Texto apresentado:
A impactante performance Samba do Crioulo Doido, do dançarino e coreógrafo mineiro Luiz de Abreu, foi a obra vencedora da mostra competitiva Panoramas do Sul do 18º Festival de Arte Contemporânea Sesc_Videobrasil. Vestindo nada mais que um par de longas botas prateadas e um tecido picotado e estampado com a bandeira do Brasil, Abreu desconstrói e ressignifica o corpo negro objetificado ao longo da história brasileira em uma ação de aproximadamente 20 minutos. Nesse ritual, a dança é seu objeto de trabalho, incorporando e expurgando os estereótipos raciais e de gênero, muitas vezes de forma humilhante, em um ato tão político quanto espiritual. 

Na voz de Elza Soares, "a carne mais barata do mercado é a carne negra" é o mantra repetido no início da apresentação, enquanto o performer suavemente realiza uma dança primitiva, sensual e feminina. O ar de deboche toma conta do ato quando Abreu se apropria do tecido estampado com a bandeira nacional, símbolo de um país historicamente dominado por brancos, desfilando como uma passista ao som do emblemático programa de rádio A Voz do Brasil. O desfile termina quando Abreu introduz a bandeira em seu reto, exibindo graciosamente sua cauda positivista em uma espécie de dança de gala, antes de furiosamente execrá-la em um ato destrutivo. O corpo-objeto foi extinguido, e da abolição da figura maculada do negro surge um novo sujeito, livre para constituir sua identidade.

Extrato de dados:

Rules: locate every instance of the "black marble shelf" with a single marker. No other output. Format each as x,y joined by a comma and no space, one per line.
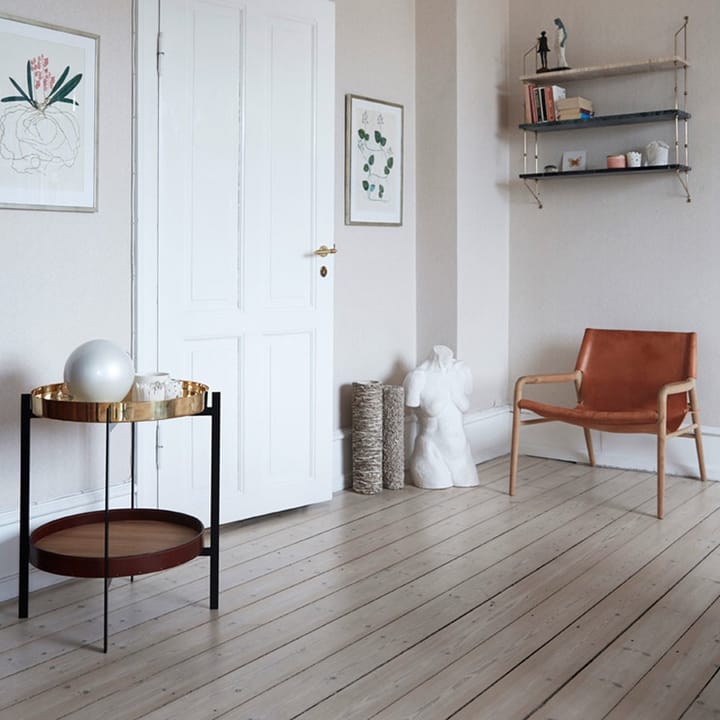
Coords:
607,171
650,116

Lista de tarefas:
A) Segundo o texto sobre a performance de Luiz de Abreu, quanto tempo dura aproximadamente a ação apresentada?
B) Retome o texto sobre a performance de Luiz de Abreu logo após a última frase e dê continuidade a ele.

Respostas do exercício:
A) Cerca de 20 minutos.

B)
A obra foi vencedora do Grande Prêmio do Festival, no valor de 70 mil reais bruto. O júri de premiação foi composto pelos curadores Cristiana Tejo (Brasil), Koyo Kouoh (Camarões), Pablo Lafuente (Espanha), Yolanda Wood Pujols (Cuba) e Rifky Effendy (Indonésia). Conforme declarou Tejo, o trabalho é relevante “tanto em termos de forma – como a arte se pode dirigir à audiência de maneira radical, cativante e memorável –, como de conteúdo – um conteúdo que fala de um contexto tanto local quanto global”. Solange Farkas, curadora geral do Festival, confirma as que as escolhas do júri “reafirmam a missão do festival, que tem como um de seus objetivos centrais dar visibilidade a obras conceitual e formalmente potentes”. Mas a curadora cita ainda duas outras maneiras pelas quais a premiação reitera posicionamentos do Festival: “a presença de artistas africanos entre os premiados reafirma nossa atenção ao Sul, já que o continente africano pode ser visto como o representante por excelência desse circuito que ainda merece um maior espaço no sistema das artes. Também a forte presença do vídeo nesta premiação revela a consolidação de nossa trajetória”.


A vida sócio-política em revista

Os demais trabalhos premiados abrangem uma ampla gama de temas e procedimentosque oferecem uma amostra da produção recente de vídeo de artistas do Sul geopolítico do mundo, incluindo América Latina, África, Oriente Médio, Sudeste Asiático. Um dos pontos fortes é o debate sócio-político. Em entrevista à equipe Videobrasil, Bakary Diallo, do Mali, premiado com residência artística no Instituto Sacatarna Ilha de Itaparica, Bahia, Brasil, declarou: “É importante estarmos juntos para mantermos a discussão, desenvolvendo novas políticas, diferente de tudo que conhecemos, evitando guerras, tendo uma visão positiva sobre a vida, através de conexões culturais”, o que se reflete na sua obra, Tomo, que aborda poeticamente a devastação existencial provocada pela guerra.

Bakary Diallo - Tomo

O questionamento existencial também se funde ao político em Brisas, do argentino Enrique Ramirez, menção honrosa no Festival. No vídeo, o trajeto do protagonista remete a uma busca pessoal, mas também cita indiretamente a história do Chile e o assassinato de Salvador Allende. Já a videoinstalação Pipe dreams, do artista libanês Ali Cherri (ganhador de Prêmio Res Artis de residência no A-I-R Laboratory, em Varsóvia), centra seu desenvolvimento num evento coletivo e carregado de símbolos, em que a adequação aos papéis sociais não exclui um conflito latente. Além do discurso político, essas obras têm em comum uma relação forte com a linguagem cinematográfica.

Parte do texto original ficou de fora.